→ **What is being asked**: Copy out the lines below word for word, but leave out the pictures.

[START Records shown]

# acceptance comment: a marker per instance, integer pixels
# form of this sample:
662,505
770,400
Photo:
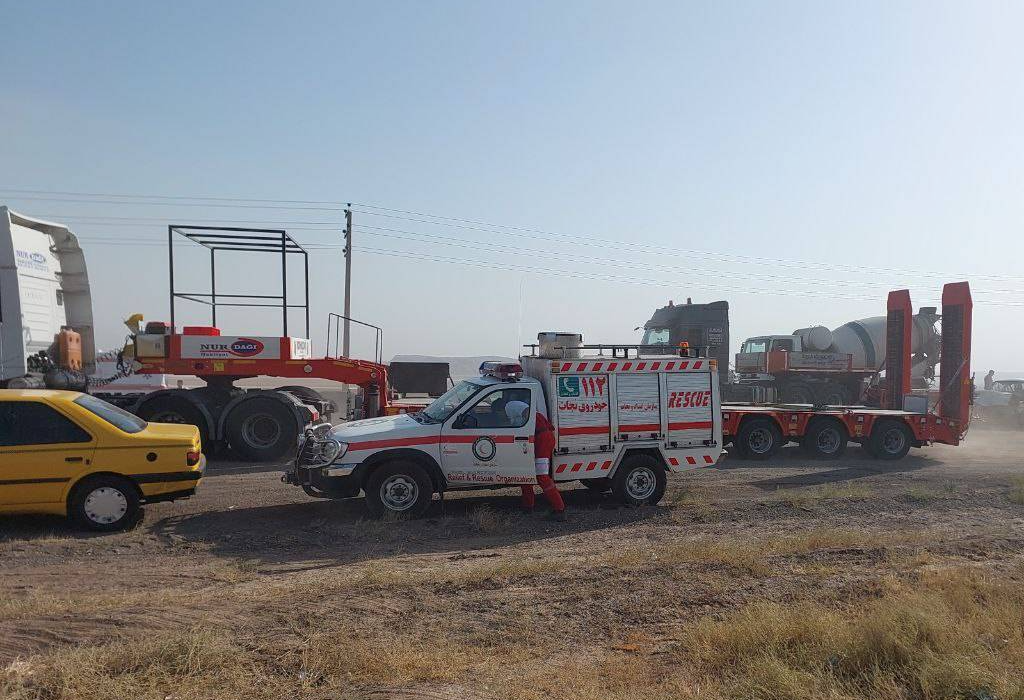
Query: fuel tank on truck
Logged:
44,287
865,340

[END Records shown]

→ **Written answer**:
# acceptance comment: a marker per instance, integer pixels
# form of this sample:
662,505
770,400
Photo:
Query: fuel tank on truck
Logged:
44,287
865,340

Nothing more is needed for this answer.